Problem statement ▸
Rewrite the lines of the items below as a numbered list, skipping blank lines and leaving out the pictures.

Items ▸
▬▬▬

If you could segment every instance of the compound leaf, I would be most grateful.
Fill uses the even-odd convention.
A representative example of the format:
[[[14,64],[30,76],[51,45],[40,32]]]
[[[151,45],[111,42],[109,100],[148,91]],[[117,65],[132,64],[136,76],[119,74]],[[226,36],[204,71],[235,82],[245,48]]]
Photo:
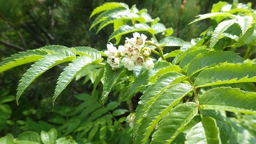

▬▬▬

Answer below ▸
1. If you could segment every instance of the compound leaf, I would be most grateful.
2. Fill uses the even-odd convention.
3. A representative example of the format:
4. [[[14,64],[30,76],[51,45],[40,32]]]
5. [[[151,45],[111,42],[109,100],[148,91]],[[117,65],[132,64],[136,76],[119,74]],[[226,36],[204,71],[235,82],[245,48]]]
6. Photo:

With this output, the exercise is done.